● To be done
Rewrite every line of the entries below, swapping "photo" for "image" wherever it occurs and changing nothing else. Omit the pictures from your answer.

[Named object pointing entries]
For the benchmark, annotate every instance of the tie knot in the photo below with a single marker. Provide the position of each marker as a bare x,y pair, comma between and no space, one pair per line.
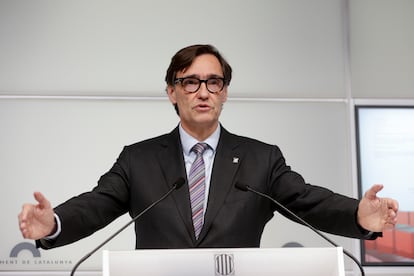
199,148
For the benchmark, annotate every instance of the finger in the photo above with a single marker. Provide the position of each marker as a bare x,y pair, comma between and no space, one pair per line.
372,192
43,202
392,204
26,210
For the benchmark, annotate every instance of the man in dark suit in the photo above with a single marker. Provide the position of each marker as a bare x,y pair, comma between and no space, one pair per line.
210,211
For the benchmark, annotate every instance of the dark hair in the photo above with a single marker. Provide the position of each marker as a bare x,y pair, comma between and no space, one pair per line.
185,57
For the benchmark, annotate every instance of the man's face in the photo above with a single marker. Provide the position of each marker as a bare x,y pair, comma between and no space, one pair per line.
201,109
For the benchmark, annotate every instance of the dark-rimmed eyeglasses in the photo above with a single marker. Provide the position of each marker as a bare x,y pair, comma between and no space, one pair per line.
192,84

● Completed task
For the benchmark, annotate every instance of the tie knot in the image below with a single marker. Provide the position of each marker as a bare x,y pair, comma between and no space, one pair per line.
199,148
For the benchmark, annotate every instance of the finger in the image above with a single marker. Provide the position of each marker as a bare x,y pair, comma between and no space, one pair per line.
372,192
43,202
392,204
26,210
For the benchmark, annotate every instance of the man in dark suit in the image above with a single marker. Provide the position of each marker as a bare x,y pair, comma between and no space, one pair per line.
210,211
For the benchmark, annotate every instance of the dark hair in the image above with a single marker. Provide the position of each marker as a bare x,y pair, comma between and no space, one pair per line.
185,57
For the benchmark, annotate every instance of the man's face in the image above with a single marker. Provide the position of each marker as a bare x,y pair, comma between and no space, one pair per line.
201,109
For the benchmark, annotate every instance of the dark-rimmed eyeglasses in the image above with a single marker. Provide the position of each marker as a bare x,y pair, comma between and no space, one pair per line.
192,84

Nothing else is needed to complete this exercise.